Named object pointing entries

==========

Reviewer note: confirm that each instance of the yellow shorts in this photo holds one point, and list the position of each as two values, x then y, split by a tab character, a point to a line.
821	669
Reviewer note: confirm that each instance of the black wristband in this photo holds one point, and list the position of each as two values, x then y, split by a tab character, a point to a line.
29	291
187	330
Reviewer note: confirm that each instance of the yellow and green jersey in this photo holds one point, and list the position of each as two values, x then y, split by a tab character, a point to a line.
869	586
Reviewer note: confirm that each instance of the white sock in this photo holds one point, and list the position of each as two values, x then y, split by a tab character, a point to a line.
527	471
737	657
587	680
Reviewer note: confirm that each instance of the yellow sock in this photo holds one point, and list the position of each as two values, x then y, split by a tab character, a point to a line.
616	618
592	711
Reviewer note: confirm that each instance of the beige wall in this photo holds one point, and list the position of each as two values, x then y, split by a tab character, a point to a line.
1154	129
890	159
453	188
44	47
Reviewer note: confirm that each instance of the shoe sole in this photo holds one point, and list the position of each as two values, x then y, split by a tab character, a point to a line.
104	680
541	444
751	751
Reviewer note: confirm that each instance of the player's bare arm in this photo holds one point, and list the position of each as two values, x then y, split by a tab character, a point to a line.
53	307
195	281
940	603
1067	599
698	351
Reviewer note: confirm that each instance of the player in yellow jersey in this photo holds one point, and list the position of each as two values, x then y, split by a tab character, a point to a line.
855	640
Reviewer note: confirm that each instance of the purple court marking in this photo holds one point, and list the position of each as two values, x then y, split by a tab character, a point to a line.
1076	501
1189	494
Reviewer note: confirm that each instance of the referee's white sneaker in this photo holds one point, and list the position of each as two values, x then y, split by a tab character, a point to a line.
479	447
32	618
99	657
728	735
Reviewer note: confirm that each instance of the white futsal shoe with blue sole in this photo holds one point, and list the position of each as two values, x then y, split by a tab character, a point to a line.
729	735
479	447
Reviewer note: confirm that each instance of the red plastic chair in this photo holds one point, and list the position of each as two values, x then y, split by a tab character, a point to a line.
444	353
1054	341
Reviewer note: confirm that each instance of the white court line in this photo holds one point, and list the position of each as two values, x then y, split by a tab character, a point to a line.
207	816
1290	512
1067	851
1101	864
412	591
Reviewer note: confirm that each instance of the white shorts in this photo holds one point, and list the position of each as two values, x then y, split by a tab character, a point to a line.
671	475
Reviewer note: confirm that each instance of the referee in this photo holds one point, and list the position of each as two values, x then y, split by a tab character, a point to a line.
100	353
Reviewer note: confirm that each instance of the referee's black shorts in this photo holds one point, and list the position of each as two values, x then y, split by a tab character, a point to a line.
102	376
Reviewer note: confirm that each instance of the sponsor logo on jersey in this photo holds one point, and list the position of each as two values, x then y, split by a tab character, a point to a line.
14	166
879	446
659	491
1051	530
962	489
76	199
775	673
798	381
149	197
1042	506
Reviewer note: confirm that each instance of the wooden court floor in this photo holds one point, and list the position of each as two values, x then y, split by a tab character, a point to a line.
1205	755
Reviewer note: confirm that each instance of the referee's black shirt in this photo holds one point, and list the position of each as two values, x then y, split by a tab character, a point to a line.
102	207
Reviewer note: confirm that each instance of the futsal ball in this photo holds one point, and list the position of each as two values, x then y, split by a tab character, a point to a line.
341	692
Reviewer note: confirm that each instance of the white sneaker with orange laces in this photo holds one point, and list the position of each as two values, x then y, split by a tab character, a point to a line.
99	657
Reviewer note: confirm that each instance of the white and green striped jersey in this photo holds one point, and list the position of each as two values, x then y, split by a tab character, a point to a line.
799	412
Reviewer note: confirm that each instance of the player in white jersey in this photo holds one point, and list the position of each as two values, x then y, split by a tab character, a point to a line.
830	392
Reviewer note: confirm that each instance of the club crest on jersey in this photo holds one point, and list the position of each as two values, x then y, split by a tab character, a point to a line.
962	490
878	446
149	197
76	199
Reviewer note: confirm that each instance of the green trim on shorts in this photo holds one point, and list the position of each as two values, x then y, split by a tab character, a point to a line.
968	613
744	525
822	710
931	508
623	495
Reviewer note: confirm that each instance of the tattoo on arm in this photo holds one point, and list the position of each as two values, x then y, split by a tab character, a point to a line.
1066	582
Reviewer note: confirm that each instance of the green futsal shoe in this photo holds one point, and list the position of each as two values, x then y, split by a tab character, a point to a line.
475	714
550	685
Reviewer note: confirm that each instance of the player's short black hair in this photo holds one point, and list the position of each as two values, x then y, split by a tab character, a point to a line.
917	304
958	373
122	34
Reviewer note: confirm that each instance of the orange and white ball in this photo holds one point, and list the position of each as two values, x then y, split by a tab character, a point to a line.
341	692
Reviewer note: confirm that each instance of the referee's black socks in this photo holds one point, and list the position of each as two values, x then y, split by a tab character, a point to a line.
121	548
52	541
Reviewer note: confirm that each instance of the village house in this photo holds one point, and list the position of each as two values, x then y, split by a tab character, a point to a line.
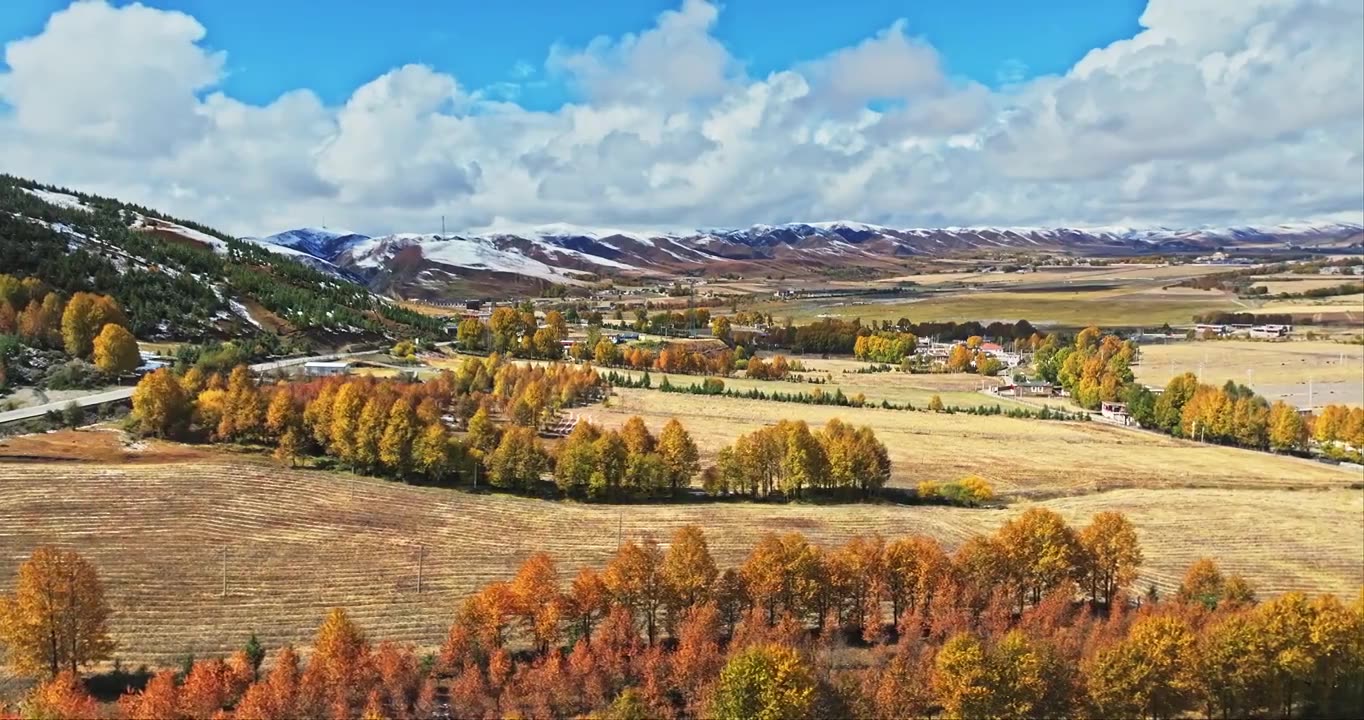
322	368
1116	412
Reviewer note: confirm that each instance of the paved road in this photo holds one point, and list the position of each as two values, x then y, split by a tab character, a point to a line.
124	393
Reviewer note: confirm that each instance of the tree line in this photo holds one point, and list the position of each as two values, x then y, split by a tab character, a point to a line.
1035	621
839	337
167	288
87	327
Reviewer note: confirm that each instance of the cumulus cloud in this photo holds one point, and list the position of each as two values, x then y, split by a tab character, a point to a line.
1214	113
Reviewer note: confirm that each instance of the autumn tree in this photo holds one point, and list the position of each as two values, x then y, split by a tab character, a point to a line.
587	602
536	596
160	404
157	701
767	682
340	657
688	569
57	617
243	409
637	438
517	461
678	453
116	351
634	578
483	434
1112	555
1147	674
281	413
431	452
82	319
1286	430
63	697
1202	584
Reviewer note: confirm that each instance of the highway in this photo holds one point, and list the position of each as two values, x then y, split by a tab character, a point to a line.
124	393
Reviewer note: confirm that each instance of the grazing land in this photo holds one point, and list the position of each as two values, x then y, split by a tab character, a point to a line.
1110	307
1277	370
1018	457
296	543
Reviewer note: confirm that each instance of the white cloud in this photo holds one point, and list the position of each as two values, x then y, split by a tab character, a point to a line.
1214	113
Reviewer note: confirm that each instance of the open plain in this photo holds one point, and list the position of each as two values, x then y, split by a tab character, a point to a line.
285	546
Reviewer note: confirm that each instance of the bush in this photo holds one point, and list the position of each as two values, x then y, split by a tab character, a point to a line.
74	375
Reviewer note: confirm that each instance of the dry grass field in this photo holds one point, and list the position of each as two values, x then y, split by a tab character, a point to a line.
1296	284
1130	273
1124	306
299	542
898	387
1018	457
1258	362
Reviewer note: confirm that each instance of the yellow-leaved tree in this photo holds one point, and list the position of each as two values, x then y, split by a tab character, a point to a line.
160	404
767	682
116	351
57	617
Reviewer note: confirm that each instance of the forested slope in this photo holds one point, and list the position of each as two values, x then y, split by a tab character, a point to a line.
179	280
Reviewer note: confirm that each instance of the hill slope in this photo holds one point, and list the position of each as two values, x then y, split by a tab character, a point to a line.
569	255
178	280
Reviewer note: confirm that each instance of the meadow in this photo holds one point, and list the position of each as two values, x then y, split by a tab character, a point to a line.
1110	307
1252	362
293	543
1018	457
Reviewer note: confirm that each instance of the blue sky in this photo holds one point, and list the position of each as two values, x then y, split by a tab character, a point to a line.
334	47
263	115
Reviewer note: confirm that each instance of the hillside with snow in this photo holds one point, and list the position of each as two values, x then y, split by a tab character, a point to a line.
577	255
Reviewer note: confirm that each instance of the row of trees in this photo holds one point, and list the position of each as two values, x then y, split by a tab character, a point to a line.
626	462
1094	368
884	347
1235	415
966	636
791	460
168	288
514	332
87	326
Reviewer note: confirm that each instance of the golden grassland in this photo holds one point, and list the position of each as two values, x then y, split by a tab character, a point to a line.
898	387
1019	457
1131	306
1131	273
1278	362
296	543
1296	284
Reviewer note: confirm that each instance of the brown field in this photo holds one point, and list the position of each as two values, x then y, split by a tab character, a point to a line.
299	542
1018	457
1134	273
898	387
1296	284
1124	306
1221	360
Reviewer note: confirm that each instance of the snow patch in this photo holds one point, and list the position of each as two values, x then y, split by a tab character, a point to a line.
60	199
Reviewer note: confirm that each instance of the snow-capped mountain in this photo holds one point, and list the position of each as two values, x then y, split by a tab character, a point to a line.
576	255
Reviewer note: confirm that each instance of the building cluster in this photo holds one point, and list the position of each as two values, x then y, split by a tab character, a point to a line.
1261	332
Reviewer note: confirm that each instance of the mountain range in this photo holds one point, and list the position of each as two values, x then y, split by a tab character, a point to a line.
572	255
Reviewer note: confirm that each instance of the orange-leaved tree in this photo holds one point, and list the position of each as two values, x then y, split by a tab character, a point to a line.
57	617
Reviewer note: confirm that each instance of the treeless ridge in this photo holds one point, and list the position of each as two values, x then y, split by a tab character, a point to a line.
299	542
1018	457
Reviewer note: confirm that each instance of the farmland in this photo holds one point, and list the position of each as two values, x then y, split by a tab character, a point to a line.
1277	370
299	542
1023	457
1105	307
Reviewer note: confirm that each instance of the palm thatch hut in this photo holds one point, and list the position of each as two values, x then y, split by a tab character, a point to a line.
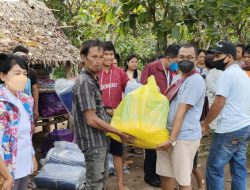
30	23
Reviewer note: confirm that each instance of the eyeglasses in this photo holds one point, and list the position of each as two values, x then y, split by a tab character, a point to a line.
189	58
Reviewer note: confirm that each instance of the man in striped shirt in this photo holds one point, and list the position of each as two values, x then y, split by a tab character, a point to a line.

==========

Leave the pictures out, and please copy only the lines from the one with "Reviewer note: confirm that each instance of the mountain" through the end of the listing.

Answer to the exercise:
Reviewer note: confirm that each instance of the mountain range in this photo holds one point, and list the position of each as two values, x then y, split by a tab character, a point to a line.
572	255
Reviewer note: confirm that each instance of the orange-leaved tree in this photo holds one point, and list the position of each as two values, x then y, split by a tab character, a point to a line.
57	617
Reviewer note: confirm that each instance of the treeless ridge in this photo holds one point, and list the position of each as two values, x then y, split by a tab character, a point to a line.
299	542
1018	457
Reviewer note: confirm that each instance of the farmland in this photo holds one point, and list the position of each as two values, x then y, split by a tab character, a point to a line.
1277	370
299	542
1023	457
1105	307
Reviewer note: confirm that each instance of the palm thatch hut in this photo holds one point, and list the position of each as two values, x then y, split by a tab character, a point to a line.
30	23
Reviewer note: confirm that each instance of the eyeglasses in this photo holds one point, and list the position of each as two values, x then y, split by a tab character, a point to a line.
189	58
Reviewer note: confirm that each instance of the man in striped shirt in this photo holds one point, and list the position of each as two values, x then y, split by a tab character, a point to a line.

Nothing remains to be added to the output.